_Input material_
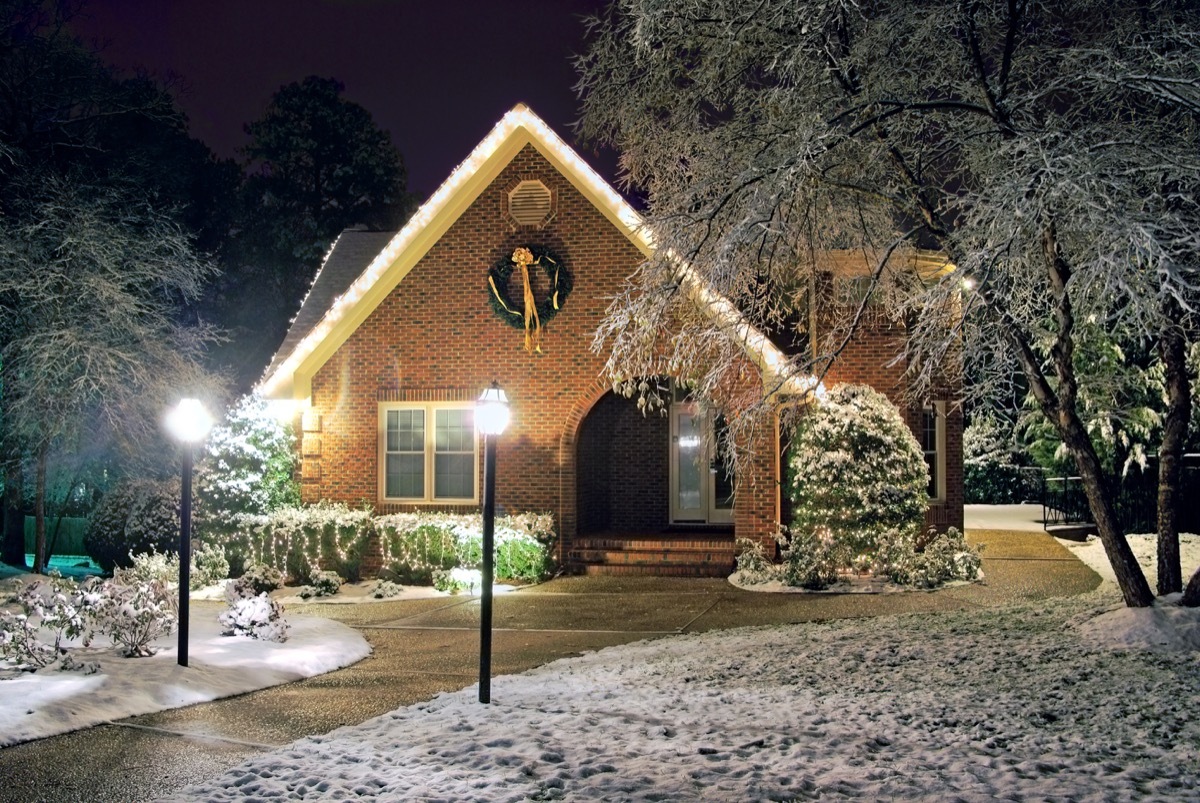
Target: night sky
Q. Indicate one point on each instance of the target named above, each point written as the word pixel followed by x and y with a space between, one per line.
pixel 437 76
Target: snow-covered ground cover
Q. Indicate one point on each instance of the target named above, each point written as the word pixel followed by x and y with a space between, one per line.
pixel 1072 699
pixel 49 701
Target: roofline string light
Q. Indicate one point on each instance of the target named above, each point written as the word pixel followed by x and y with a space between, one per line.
pixel 769 357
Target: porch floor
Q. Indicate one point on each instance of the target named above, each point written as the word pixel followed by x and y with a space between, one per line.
pixel 676 551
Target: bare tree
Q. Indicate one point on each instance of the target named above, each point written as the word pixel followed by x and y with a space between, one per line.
pixel 91 351
pixel 1047 149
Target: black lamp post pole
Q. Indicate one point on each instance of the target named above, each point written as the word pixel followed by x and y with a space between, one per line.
pixel 485 611
pixel 185 552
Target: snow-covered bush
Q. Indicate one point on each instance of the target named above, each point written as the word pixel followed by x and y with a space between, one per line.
pixel 941 558
pixel 456 581
pixel 323 583
pixel 58 605
pixel 385 589
pixel 415 545
pixel 295 539
pixel 811 558
pixel 150 565
pixel 249 467
pixel 136 612
pixel 990 472
pixel 259 579
pixel 133 517
pixel 855 472
pixel 252 615
pixel 130 610
pixel 209 565
pixel 754 565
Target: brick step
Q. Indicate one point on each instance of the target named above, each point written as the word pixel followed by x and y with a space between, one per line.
pixel 688 557
pixel 653 570
pixel 655 545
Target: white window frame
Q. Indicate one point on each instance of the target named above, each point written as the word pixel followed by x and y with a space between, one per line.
pixel 430 409
pixel 939 409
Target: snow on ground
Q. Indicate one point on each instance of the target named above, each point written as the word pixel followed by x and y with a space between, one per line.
pixel 1024 702
pixel 49 701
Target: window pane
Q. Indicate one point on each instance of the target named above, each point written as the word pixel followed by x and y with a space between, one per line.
pixel 406 430
pixel 454 475
pixel 406 475
pixel 455 431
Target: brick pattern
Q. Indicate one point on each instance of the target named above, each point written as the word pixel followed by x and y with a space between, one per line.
pixel 573 449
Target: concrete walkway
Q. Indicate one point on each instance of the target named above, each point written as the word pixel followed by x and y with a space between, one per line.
pixel 424 647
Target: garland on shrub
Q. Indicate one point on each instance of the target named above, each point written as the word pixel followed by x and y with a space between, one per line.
pixel 528 313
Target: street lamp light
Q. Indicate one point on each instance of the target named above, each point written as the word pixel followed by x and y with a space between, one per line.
pixel 492 415
pixel 189 423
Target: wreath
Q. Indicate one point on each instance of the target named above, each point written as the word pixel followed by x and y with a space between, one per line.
pixel 528 313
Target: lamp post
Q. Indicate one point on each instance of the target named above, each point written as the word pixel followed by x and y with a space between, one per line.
pixel 491 417
pixel 189 423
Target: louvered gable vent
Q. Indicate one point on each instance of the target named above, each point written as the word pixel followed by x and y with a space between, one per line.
pixel 531 203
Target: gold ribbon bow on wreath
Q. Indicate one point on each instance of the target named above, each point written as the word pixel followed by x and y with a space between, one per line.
pixel 529 315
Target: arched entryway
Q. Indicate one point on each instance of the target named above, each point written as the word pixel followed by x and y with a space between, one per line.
pixel 624 485
pixel 622 471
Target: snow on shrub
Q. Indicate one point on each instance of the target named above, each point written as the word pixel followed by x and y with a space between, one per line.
pixel 57 605
pixel 132 612
pixel 252 615
pixel 856 474
pixel 209 565
pixel 249 467
pixel 385 589
pixel 150 565
pixel 261 579
pixel 811 558
pixel 295 539
pixel 137 516
pixel 754 565
pixel 942 558
pixel 136 612
pixel 456 581
pixel 417 545
pixel 323 583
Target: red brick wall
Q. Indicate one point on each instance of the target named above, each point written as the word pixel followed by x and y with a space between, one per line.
pixel 436 337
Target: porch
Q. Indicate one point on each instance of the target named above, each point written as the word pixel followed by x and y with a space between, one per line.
pixel 682 552
pixel 651 501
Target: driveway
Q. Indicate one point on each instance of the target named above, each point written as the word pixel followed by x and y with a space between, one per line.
pixel 427 646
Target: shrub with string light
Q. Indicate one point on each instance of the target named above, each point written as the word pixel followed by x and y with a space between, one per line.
pixel 857 479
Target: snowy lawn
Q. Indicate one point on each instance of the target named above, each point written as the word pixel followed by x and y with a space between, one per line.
pixel 1074 699
pixel 49 701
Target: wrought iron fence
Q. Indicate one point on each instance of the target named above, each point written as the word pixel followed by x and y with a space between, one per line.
pixel 1063 501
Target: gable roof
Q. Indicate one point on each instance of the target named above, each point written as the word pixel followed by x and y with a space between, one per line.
pixel 340 300
pixel 351 253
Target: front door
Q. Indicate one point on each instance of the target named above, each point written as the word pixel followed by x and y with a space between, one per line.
pixel 701 486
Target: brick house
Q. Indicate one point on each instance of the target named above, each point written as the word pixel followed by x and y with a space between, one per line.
pixel 402 331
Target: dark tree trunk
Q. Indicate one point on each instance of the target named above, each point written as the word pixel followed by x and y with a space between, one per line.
pixel 1173 348
pixel 1060 405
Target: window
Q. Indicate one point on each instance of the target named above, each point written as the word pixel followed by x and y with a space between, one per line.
pixel 427 453
pixel 933 443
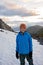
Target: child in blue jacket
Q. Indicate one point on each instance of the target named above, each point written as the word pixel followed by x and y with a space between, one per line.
pixel 24 46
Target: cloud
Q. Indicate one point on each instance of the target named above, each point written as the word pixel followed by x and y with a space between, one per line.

_Work task_
Looking at the data above, show all lines where the word "wreath" occurs.

_Solution for this exercise_
Target: wreath
Target: gold ribbon bow on wreath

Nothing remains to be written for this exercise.